Records from a point annotation set
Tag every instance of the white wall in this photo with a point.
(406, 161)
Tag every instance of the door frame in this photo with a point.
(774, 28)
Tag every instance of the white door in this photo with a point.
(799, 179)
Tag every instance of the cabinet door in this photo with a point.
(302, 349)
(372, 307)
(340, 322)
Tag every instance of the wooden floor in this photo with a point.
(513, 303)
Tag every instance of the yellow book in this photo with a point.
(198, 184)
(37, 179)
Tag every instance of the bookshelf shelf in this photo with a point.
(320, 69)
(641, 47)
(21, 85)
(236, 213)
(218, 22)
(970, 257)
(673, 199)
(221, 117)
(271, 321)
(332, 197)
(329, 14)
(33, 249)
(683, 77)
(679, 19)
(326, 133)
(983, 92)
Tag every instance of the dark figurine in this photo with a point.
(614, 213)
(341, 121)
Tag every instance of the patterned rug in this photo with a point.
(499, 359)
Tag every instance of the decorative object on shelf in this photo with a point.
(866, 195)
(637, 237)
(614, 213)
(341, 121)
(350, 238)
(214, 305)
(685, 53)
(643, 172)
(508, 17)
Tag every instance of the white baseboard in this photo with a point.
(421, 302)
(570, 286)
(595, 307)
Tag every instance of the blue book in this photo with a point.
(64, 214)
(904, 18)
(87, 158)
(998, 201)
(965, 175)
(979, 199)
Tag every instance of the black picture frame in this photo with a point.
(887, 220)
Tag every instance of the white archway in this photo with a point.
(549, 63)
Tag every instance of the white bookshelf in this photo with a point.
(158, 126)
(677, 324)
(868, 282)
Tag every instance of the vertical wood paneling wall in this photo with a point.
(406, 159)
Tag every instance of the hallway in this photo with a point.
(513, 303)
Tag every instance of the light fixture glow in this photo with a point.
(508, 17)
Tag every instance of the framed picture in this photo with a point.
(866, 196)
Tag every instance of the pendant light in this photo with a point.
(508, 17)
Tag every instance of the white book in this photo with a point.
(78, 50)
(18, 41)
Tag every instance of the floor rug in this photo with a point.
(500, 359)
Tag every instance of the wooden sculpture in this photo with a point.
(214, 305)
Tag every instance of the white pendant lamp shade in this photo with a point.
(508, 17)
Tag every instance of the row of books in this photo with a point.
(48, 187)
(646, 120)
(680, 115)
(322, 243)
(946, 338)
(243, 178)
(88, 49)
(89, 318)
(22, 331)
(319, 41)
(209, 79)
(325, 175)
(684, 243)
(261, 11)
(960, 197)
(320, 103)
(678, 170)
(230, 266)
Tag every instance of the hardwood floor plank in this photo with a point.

• Task instructions: Reproduce all of the records above verbatim, keeping every line and every coordinate pair unchanged.

• Result of this task:
Tag every instance of the white wall in this photo with a point.
(406, 161)
Tag every instance of the door frame in this photo with a point.
(774, 28)
Tag every instance of the white door in this photo with a point.
(799, 179)
Tag every instance of the cabinet door in this photo with a point.
(302, 349)
(372, 307)
(340, 322)
Tag every instance of the wooden floor in this photo with a point.
(513, 303)
Tag every instance of the yellow book in this photo with a point.
(198, 184)
(37, 179)
Tag every instance of the bookshelf shelf in this photo with a point.
(320, 69)
(641, 47)
(21, 85)
(236, 213)
(218, 22)
(970, 257)
(673, 199)
(221, 117)
(271, 321)
(332, 197)
(329, 14)
(33, 249)
(683, 77)
(679, 19)
(326, 133)
(983, 92)
Tag every instance of the dark figurine in this photo with a point.
(614, 213)
(341, 121)
Tag every instance of the patterned rug in this photo with a point.
(499, 359)
Tag every instance of the decorative object on shelf in this photo with a point.
(866, 195)
(637, 237)
(614, 213)
(341, 121)
(350, 238)
(214, 305)
(685, 53)
(643, 172)
(508, 17)
Tag every instance of the white baseboard in this photo with a point.
(421, 302)
(570, 286)
(595, 307)
Tag every instance of the blue book in this photo with a point.
(64, 214)
(904, 18)
(87, 158)
(998, 201)
(965, 175)
(979, 199)
Tag every instance of the black picture frame in this photo with a point.
(887, 220)
Tag every instance of the white archway in this photo with a point.
(549, 63)
Tag every instance of the white bookshelf in this photo with a point.
(158, 126)
(677, 324)
(868, 282)
Tag every instance of the vertical wood paneling wall in this photo with a point.
(406, 159)
Tag every instance of the hallway in this photo with a point.
(513, 303)
Tag every instance of the light fixture glow in this photo with a point.
(508, 17)
Tag every instance of the framed picture in this photo with a point.
(866, 196)
Tag every instance of the pendant light in this photo with a point.
(508, 17)
Tag every instance of the white book in this photo with a point.
(78, 50)
(18, 41)
Tag every instance of the floor rug in this photo with a point.
(500, 359)
Tag every instance of the wooden sculpture in this photo with a point.
(214, 305)
Tag every instance of the white pendant lamp shade in this photo with a point.
(508, 17)
Tag every instance of the row of books in this photo with a point.
(48, 187)
(646, 120)
(680, 115)
(322, 243)
(946, 338)
(243, 178)
(88, 49)
(89, 318)
(22, 331)
(319, 41)
(209, 79)
(325, 175)
(684, 243)
(261, 11)
(960, 197)
(320, 103)
(678, 170)
(230, 266)
Tag every instance of the hardwood floor plank in this photo with a point.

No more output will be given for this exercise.